» **REQUIRED WORK**:
Would you transcribe the listing that follows, character for character, and omit its images?

» **THE INPUT**:
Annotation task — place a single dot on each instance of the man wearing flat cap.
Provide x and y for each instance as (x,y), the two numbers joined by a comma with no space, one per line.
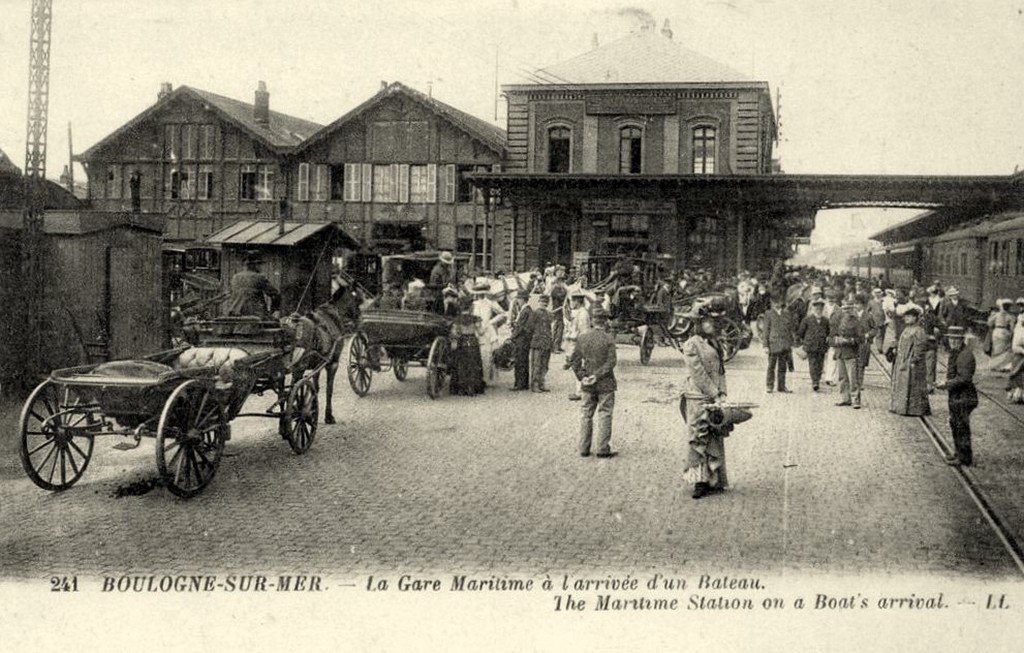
(909,380)
(251,292)
(441,273)
(521,336)
(540,345)
(813,335)
(963,394)
(593,360)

» **PROBLEM SOLUTION**:
Annotation task — place a single dot on each instance of the man wearing flat cap.
Provide x and y for each instance as (x,y), the two numbers joined by a comma with no space, one per line.
(909,380)
(251,292)
(441,273)
(521,336)
(540,345)
(813,335)
(963,394)
(593,360)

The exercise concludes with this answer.